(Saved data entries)
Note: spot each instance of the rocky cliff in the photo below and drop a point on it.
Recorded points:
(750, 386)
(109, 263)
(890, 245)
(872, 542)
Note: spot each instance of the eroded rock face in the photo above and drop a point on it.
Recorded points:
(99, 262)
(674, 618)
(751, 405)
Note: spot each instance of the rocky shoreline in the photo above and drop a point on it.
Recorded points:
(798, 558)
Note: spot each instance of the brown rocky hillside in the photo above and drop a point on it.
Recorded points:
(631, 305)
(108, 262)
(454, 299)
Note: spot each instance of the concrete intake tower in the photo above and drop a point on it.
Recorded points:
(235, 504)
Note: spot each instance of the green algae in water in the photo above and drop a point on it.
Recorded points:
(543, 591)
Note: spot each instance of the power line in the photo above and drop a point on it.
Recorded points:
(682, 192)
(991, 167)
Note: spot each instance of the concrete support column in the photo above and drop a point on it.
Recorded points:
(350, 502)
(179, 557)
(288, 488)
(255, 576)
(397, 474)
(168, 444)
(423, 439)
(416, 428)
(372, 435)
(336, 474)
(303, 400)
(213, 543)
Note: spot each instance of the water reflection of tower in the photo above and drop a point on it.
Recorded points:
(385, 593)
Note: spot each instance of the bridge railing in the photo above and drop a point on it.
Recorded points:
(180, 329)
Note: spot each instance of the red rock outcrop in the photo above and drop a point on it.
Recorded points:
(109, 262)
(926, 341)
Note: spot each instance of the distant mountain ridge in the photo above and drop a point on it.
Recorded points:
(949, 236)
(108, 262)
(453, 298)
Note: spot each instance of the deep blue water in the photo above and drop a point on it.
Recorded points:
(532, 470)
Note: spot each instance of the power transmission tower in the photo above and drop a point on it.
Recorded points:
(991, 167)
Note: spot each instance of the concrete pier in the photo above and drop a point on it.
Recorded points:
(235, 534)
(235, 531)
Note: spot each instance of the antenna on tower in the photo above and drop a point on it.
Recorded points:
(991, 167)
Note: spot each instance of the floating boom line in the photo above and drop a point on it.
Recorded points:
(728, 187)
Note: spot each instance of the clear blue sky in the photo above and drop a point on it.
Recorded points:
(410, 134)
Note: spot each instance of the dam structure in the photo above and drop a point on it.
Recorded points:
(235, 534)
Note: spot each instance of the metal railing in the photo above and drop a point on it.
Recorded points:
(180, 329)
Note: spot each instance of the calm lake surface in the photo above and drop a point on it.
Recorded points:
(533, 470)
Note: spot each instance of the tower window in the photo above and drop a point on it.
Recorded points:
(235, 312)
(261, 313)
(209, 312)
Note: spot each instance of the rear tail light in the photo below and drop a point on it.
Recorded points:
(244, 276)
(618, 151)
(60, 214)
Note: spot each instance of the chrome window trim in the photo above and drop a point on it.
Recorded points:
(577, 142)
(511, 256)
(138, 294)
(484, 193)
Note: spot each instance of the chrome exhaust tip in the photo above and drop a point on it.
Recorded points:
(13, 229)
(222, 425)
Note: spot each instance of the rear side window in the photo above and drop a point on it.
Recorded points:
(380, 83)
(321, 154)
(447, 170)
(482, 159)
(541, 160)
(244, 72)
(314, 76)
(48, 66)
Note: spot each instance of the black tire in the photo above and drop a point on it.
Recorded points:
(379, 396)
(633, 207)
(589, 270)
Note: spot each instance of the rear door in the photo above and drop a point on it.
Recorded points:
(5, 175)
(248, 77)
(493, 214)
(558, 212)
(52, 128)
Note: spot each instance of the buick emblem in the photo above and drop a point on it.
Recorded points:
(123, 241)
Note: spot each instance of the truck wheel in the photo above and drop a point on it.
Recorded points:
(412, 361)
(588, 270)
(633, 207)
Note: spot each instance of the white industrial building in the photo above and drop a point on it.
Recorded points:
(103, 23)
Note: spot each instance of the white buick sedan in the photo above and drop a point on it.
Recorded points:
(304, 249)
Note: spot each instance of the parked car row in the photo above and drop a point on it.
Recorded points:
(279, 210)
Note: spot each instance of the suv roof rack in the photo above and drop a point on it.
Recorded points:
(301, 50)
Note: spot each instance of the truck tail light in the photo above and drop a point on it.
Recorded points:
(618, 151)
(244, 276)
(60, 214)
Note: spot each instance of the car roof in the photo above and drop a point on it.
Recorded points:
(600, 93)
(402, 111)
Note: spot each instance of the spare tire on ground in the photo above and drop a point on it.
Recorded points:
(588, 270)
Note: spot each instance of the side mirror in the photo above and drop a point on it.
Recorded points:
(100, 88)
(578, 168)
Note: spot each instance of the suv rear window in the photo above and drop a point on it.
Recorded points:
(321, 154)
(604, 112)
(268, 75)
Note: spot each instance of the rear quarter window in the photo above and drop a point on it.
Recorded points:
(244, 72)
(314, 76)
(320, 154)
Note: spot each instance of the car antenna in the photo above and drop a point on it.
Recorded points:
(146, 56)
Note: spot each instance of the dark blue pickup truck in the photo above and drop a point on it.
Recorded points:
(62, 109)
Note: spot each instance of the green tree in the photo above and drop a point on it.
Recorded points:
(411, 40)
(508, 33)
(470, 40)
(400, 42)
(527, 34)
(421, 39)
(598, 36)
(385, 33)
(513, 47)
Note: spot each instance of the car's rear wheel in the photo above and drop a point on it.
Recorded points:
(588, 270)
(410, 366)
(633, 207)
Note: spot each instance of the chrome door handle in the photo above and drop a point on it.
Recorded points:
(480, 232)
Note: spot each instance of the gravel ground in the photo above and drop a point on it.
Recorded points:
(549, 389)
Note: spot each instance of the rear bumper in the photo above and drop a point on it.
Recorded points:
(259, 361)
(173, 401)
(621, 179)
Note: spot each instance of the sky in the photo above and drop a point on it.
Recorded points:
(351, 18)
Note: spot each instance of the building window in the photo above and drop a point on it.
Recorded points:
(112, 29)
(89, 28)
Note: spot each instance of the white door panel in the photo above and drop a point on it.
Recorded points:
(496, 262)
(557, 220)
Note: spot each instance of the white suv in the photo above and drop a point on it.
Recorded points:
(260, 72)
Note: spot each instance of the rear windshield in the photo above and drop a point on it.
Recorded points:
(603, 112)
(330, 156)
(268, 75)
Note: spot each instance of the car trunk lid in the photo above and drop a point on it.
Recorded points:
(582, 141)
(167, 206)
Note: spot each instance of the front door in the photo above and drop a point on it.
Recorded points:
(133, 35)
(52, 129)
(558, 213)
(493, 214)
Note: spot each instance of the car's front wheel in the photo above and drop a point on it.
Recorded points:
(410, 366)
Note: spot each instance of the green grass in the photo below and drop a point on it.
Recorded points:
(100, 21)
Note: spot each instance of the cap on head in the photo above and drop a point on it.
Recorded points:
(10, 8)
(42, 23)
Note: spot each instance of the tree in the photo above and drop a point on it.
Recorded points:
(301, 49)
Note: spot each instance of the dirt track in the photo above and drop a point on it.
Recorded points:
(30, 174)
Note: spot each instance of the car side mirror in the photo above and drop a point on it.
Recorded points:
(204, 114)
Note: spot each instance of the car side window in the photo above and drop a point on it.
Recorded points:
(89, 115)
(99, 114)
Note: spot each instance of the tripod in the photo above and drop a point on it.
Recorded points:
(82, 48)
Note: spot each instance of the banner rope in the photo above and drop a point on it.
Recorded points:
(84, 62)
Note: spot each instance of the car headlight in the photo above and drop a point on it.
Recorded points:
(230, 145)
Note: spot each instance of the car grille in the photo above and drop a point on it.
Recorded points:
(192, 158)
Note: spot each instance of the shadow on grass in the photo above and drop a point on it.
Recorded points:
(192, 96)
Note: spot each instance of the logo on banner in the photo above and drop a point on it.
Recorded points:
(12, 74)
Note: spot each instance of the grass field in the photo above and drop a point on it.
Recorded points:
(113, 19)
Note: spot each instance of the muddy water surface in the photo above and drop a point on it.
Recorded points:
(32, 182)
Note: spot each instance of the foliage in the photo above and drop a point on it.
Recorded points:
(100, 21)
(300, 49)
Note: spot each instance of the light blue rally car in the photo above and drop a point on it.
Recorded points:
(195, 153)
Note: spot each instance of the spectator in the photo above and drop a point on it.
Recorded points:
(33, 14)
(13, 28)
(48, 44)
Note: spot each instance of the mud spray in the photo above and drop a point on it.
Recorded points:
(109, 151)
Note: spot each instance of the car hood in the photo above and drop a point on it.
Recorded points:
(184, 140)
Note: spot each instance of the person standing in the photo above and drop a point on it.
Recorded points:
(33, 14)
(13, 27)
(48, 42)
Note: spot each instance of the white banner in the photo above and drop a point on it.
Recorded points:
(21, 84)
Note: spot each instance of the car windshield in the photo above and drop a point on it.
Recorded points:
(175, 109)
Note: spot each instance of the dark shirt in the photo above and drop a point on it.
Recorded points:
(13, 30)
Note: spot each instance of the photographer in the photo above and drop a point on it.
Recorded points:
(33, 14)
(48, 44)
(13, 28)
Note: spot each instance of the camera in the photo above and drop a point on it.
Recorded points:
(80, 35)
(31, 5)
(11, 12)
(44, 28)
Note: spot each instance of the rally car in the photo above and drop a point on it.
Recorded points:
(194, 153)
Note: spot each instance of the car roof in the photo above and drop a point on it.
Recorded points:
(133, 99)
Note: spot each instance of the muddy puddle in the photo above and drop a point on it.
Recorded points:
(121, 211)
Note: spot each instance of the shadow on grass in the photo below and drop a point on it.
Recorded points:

Directions: Take the records above and return, word for word, only the lines that fall from the line with "Note: spot each instance of the green tree" to the line with "Note: spot each instance of the rear bumper", both of them included.

Solution to the exercise:
Note: spot each instance of the green tree in the photo above and drop a point on it.
Recorded points:
(411, 40)
(508, 33)
(470, 40)
(400, 42)
(527, 34)
(421, 39)
(598, 36)
(385, 33)
(513, 47)
Note: spot each instance of the car's rear wheel in the photo above and drop a point on it.
Recorded points:
(588, 270)
(410, 366)
(633, 207)
Note: spot each instance of the chrome door handle in the photo above and drop a point on it.
Recorded points:
(480, 232)
Note: spot each instance of the gravel ground in the photo above and drop a point on it.
Recorded points:
(549, 389)
Note: spot each instance of the rear bumper in the photo above and drop a point on it.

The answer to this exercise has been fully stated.